### HOW TO COMPLETE THIS TASK
The required result is a line count: how many lines in this data hold the word "below". Give only that.

Saved entries:
....
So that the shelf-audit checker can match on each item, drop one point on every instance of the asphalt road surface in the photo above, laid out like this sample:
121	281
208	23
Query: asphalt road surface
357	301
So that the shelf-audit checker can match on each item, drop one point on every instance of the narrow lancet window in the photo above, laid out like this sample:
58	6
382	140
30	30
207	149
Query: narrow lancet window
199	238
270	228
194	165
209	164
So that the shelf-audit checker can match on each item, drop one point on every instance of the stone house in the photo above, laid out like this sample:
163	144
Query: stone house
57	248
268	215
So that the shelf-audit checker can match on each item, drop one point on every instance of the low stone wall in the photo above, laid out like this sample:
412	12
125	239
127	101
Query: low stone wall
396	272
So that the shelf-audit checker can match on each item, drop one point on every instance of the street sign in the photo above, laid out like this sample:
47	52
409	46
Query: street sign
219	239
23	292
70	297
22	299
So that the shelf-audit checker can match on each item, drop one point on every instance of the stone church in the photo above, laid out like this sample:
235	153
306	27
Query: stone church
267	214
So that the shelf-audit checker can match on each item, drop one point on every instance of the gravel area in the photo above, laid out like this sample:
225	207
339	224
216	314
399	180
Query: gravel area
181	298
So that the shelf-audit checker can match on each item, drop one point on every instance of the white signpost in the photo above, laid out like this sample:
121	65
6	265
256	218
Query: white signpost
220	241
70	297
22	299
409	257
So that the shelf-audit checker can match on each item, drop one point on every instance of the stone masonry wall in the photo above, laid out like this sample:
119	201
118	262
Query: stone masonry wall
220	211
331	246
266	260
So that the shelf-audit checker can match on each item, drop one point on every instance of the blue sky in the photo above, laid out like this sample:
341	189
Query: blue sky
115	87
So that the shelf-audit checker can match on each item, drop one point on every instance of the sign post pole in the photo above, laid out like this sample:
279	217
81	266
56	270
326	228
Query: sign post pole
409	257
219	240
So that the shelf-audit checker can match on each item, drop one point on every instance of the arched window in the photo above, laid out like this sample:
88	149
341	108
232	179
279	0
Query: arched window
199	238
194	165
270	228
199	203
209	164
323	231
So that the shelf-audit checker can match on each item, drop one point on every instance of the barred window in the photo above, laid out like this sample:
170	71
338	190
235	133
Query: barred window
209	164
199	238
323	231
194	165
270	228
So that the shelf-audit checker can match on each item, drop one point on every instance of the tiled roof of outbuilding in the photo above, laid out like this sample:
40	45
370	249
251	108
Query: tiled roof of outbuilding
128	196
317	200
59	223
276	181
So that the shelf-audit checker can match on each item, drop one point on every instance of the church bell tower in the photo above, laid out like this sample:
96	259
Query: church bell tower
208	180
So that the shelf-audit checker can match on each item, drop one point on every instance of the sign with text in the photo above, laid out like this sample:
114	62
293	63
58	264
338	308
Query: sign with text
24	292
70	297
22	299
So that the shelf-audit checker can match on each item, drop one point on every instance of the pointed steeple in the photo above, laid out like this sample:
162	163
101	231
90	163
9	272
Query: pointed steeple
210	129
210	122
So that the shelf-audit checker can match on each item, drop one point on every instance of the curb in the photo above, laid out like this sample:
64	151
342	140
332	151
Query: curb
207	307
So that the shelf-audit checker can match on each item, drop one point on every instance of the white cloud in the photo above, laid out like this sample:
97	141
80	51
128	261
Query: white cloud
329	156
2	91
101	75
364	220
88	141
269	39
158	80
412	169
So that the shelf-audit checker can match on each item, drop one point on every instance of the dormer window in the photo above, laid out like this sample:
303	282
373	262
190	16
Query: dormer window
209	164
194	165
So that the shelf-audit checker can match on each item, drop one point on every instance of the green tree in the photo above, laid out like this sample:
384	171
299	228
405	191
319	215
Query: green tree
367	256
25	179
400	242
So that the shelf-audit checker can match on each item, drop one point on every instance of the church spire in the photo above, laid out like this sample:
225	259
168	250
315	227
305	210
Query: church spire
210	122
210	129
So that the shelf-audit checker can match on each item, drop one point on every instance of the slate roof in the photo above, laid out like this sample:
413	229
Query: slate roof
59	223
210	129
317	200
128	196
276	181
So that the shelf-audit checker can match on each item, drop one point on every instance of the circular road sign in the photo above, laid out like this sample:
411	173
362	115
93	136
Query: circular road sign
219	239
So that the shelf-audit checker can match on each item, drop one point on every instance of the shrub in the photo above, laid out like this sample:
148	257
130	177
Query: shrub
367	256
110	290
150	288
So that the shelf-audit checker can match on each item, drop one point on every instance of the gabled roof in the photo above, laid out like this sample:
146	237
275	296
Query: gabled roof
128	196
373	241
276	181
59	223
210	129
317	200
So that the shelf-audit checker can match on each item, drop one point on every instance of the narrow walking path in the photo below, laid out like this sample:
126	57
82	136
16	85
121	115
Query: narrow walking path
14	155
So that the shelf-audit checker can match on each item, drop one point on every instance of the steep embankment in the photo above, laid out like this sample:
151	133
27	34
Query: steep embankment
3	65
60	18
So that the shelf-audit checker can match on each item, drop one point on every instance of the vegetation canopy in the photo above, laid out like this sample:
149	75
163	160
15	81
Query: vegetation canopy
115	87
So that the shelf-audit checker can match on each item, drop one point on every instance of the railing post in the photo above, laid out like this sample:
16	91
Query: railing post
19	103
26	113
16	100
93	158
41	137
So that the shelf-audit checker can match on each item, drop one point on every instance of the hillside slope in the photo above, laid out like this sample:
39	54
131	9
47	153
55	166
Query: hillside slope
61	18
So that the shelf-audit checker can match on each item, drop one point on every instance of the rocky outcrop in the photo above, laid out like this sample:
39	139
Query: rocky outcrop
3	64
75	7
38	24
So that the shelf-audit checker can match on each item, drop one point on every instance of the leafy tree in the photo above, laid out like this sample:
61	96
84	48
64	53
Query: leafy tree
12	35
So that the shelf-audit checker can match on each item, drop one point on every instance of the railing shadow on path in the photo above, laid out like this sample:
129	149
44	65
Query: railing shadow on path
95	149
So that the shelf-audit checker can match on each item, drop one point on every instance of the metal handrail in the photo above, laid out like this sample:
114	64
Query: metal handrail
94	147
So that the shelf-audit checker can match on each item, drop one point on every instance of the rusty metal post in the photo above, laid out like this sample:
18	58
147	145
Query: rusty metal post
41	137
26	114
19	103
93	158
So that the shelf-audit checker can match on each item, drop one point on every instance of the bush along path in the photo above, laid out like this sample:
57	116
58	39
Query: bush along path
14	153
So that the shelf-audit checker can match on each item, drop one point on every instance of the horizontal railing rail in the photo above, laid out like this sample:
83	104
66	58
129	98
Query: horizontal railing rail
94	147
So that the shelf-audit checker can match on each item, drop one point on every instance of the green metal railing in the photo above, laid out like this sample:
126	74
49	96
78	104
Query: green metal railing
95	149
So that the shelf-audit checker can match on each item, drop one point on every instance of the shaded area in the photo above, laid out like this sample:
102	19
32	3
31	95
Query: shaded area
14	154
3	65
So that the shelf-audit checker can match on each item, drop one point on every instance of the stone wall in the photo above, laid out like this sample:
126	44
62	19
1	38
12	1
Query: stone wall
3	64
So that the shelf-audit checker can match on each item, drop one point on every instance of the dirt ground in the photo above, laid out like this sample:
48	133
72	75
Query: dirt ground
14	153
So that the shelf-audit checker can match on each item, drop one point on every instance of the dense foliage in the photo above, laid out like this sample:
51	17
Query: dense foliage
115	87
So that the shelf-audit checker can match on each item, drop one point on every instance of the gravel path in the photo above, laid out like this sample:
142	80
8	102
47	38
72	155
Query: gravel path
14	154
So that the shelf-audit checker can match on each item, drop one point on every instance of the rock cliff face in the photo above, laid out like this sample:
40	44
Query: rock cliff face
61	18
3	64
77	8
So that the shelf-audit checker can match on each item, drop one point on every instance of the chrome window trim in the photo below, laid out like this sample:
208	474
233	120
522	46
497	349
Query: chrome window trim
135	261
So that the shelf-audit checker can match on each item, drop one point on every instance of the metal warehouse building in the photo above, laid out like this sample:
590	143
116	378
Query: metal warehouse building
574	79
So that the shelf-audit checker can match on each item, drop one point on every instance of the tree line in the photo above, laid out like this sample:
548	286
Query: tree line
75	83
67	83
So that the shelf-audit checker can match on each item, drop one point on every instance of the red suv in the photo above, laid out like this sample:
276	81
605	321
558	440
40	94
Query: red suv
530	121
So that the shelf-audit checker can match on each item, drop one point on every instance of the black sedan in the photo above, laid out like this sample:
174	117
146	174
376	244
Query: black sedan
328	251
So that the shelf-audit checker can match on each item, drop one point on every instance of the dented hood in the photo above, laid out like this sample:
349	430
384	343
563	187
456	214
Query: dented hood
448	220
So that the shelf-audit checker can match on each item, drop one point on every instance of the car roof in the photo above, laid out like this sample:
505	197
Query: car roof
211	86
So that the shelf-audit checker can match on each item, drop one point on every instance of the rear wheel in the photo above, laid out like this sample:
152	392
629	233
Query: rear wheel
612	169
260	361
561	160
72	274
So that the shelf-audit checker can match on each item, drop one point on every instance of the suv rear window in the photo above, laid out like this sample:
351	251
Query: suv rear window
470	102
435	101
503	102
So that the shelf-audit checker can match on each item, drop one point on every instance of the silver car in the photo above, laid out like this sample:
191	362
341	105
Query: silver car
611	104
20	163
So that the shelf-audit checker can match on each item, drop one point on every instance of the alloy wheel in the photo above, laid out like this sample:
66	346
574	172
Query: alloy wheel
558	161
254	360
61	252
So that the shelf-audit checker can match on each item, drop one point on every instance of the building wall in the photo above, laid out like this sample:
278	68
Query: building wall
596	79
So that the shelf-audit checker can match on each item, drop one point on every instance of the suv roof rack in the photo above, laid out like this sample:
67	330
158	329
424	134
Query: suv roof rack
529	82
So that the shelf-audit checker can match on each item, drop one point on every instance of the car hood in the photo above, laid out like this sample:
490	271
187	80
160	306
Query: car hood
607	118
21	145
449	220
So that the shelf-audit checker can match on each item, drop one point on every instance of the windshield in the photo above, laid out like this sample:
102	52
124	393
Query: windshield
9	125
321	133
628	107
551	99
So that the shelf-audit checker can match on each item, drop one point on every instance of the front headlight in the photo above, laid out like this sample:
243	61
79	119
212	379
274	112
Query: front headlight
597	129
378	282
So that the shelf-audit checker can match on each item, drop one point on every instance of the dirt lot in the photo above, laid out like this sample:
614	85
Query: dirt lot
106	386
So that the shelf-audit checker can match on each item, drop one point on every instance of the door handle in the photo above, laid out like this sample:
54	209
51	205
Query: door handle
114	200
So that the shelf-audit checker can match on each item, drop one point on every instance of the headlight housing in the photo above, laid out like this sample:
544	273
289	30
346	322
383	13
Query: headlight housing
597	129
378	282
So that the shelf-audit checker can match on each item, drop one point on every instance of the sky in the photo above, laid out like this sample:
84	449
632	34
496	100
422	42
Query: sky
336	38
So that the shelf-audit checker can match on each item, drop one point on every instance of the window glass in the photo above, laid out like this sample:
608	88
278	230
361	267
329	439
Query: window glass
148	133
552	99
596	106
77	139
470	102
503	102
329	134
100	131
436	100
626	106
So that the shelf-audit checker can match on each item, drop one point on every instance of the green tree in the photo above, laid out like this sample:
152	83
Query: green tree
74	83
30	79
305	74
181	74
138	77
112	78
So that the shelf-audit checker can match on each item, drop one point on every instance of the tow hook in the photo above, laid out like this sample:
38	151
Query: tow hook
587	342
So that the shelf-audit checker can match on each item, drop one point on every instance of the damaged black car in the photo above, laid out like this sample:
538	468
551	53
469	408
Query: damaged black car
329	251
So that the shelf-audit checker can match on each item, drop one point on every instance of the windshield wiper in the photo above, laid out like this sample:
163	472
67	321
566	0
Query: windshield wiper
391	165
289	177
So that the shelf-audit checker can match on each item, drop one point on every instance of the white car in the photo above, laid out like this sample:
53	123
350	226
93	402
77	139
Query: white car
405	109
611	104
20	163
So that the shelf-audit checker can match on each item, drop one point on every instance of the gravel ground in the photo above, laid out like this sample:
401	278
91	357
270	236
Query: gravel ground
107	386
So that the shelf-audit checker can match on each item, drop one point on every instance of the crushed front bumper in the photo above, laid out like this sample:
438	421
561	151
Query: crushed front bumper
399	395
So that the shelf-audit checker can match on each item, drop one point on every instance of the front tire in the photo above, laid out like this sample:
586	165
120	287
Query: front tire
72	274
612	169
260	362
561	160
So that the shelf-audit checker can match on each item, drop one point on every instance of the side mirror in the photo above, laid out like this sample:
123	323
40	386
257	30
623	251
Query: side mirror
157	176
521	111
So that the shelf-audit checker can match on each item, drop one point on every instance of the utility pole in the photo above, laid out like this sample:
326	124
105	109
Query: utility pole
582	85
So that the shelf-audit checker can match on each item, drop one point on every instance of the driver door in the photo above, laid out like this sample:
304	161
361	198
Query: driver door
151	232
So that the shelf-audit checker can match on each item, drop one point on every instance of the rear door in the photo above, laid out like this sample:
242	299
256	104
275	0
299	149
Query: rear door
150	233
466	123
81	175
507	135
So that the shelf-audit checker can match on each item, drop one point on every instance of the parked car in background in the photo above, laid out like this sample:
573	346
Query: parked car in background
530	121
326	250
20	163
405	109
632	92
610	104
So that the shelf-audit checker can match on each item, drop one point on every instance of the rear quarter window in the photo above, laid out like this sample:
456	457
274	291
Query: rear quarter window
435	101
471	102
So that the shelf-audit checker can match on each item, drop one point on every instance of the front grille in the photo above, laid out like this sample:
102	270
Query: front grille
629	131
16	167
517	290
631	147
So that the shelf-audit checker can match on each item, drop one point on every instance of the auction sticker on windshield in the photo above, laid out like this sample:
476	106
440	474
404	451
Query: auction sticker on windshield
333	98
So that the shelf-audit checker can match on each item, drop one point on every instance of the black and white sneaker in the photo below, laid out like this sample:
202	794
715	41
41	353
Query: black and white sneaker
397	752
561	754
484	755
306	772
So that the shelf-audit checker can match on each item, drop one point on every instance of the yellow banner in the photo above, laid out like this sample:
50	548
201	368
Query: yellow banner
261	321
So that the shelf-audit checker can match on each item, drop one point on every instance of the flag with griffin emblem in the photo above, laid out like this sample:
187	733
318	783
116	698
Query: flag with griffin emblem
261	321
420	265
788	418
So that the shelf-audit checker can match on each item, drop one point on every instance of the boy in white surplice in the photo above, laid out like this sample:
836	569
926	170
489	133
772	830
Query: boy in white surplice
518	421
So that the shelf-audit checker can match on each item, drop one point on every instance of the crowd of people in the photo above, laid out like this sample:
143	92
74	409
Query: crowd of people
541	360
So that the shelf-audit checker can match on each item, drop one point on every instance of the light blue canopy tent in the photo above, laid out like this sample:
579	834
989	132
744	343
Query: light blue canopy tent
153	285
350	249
....
### RESPONSE FOR THIS EXERCISE
3